** START OF INFORMATION SHOWN **

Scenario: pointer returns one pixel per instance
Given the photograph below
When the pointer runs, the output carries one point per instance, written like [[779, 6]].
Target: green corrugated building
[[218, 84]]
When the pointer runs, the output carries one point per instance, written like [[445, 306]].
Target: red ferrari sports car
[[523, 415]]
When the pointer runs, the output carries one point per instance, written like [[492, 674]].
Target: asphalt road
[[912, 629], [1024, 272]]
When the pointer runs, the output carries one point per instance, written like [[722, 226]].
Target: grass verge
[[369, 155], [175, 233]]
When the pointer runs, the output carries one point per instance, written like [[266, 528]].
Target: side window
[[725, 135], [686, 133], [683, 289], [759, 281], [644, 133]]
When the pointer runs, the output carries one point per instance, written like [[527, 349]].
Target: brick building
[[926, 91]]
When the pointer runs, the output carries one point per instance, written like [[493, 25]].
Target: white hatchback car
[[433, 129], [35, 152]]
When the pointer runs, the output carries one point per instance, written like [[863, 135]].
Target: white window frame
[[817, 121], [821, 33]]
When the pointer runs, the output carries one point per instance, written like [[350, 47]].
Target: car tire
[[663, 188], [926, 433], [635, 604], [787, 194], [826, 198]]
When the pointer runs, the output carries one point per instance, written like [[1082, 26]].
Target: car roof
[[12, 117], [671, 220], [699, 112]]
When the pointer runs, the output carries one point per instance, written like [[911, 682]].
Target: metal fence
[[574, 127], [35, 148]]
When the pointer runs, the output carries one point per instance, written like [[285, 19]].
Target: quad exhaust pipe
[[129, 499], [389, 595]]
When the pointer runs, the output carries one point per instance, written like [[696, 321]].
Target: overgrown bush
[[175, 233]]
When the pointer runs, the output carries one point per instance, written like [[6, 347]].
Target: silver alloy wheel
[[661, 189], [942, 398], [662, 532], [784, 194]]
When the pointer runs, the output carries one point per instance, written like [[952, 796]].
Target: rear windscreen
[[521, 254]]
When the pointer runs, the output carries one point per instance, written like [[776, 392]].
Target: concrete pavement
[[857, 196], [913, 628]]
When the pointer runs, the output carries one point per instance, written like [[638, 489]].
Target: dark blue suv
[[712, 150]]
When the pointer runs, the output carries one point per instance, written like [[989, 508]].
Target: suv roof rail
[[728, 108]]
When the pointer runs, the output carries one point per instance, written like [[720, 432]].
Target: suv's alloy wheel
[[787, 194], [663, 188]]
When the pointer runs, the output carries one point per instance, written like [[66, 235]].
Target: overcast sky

** END OF INFORMATION SHOWN **

DIRECTIONS. Reproduce all of the data above line by line, without changing a single character.

EXPECTED OUTPUT.
Scenario: pointer returns one pixel per instance
Given the photograph below
When the pointer runs, the output carries one point per instance, written like [[779, 6]].
Target: green corrugated building
[[218, 84]]
When the pointer runs, the output carries one point per instance, written like [[445, 306]].
Target: red ferrari sports car
[[523, 415]]
When the pointer runs, the output carries one point per instance, written like [[492, 674]].
Target: asphalt road
[[912, 629], [1024, 272]]
When the pointer runs, the output carries one point per instance, written like [[722, 226]].
Target: grass verge
[[369, 155], [175, 233]]
When the pointer runs, the output carries one point per instance, written like [[266, 528]].
Target: side window
[[725, 135], [686, 133], [683, 289], [759, 281], [644, 133]]
When the pointer runs, the output carries one point per instance, written like [[527, 349]].
Target: brick building
[[926, 91]]
When the pointer runs, the output carries one point per instance, written like [[493, 25]].
Target: white hatchback car
[[433, 129], [35, 152]]
When the pointer runs, the output carries one point per instance, written like [[863, 135]].
Target: white window frame
[[817, 121], [821, 33]]
When the pointer runs, the output carries one point per instance, written like [[350, 47]].
Target: car tire
[[663, 188], [926, 433], [635, 604], [787, 194], [826, 198]]
When the pointer runs, the output carries one point per instance, written like [[1082, 26]].
Target: car roof
[[12, 117], [671, 220], [699, 112]]
When the pointer runs, the output carries one point per instance, written like [[911, 682]].
Target: metal fence
[[574, 127], [35, 148]]
When the pointer runs, the output carries one point per instance, written like [[285, 19]].
Target: quad exhaust pipe
[[129, 499], [389, 595]]
When the pointer runs, the output carries one point per instance, written like [[696, 321]].
Target: overgrown bush
[[175, 233]]
When the pointer runs, the output carries one point per instance, written like [[6, 347]].
Target: silver alloy wheel
[[661, 189], [942, 398], [662, 532], [784, 194]]
When the pointer runs, the output carries one point per instance, written like [[952, 796]].
Target: rear windscreen
[[521, 254]]
When the pointer runs, the output carries one point per instance, written like [[776, 392]].
Target: concrete pavement
[[857, 196], [913, 628]]
When the pointer runs, the output carries one point per instance, written like [[638, 489]].
Target: dark blue suv
[[712, 150]]
When the pointer runs, the output carries one point per instance, written like [[989, 508]].
Target: suv roof rail
[[728, 108]]
When the pointer runs, the output carries one point per instance, written like [[720, 432]].
Target: suv's alloy wheel
[[787, 194], [663, 188]]
When the pointer runs, the output carries one point per instance, written like [[66, 235]].
Target: overcast sky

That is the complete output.